To do: Pull out every line in the entries below that contains the word "uniform". Copy each of those lines in full.
•••
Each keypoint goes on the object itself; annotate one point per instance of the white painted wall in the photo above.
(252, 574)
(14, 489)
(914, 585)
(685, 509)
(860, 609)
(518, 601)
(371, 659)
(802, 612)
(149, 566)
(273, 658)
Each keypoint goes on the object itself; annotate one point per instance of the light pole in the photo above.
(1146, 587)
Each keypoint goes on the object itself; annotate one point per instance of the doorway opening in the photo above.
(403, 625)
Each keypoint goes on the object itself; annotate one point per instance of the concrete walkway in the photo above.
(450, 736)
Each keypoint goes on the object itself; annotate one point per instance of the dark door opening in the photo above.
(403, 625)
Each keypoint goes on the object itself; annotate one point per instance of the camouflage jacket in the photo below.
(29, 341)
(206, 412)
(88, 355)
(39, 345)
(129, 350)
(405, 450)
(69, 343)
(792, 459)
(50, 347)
•••
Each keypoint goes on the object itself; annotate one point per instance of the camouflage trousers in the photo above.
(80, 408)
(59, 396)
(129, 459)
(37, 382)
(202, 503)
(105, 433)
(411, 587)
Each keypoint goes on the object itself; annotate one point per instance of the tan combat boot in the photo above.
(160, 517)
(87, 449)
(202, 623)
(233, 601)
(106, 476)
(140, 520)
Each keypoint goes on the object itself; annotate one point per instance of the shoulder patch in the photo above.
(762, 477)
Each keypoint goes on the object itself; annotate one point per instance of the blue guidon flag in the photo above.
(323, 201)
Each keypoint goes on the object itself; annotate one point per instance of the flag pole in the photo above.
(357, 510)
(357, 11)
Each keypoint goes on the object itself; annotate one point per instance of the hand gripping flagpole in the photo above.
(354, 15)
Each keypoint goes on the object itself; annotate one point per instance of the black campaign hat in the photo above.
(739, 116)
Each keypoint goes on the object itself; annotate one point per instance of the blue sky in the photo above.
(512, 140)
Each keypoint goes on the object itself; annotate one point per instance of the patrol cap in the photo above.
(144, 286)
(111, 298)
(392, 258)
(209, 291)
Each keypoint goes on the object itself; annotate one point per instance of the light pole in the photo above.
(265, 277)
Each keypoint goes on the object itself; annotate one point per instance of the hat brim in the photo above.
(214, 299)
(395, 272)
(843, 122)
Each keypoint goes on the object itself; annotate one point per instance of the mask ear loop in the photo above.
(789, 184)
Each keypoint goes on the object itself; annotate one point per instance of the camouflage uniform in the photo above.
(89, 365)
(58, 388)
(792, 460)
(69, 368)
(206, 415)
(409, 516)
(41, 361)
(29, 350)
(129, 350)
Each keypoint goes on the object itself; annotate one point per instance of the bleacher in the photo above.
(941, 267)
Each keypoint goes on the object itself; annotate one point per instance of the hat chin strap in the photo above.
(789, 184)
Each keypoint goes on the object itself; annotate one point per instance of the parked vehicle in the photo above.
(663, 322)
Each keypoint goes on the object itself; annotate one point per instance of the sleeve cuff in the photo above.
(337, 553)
•••
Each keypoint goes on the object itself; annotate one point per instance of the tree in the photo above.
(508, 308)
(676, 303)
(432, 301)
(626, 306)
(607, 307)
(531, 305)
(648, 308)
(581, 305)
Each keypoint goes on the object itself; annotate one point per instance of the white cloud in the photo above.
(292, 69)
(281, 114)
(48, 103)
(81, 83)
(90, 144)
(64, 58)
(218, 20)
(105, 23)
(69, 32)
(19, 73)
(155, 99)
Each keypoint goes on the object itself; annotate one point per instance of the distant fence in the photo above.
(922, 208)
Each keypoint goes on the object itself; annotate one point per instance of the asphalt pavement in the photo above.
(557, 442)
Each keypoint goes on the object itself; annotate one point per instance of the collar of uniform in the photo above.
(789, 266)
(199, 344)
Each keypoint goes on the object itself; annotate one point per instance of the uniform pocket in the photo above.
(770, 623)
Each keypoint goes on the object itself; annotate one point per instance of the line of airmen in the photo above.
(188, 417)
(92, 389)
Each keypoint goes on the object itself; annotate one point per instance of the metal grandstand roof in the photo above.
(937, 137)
•••
Expected output:
Each keypoint goes on the object itself; annotate one point per instance of the camouflage uniform in the photo above.
Each keypoint goes on the object itself; annotate one point per instance of the collar of uniform in the photo above.
Each keypoint goes on the object itself; annotate one point per instance of the uniform pocket in the photo above.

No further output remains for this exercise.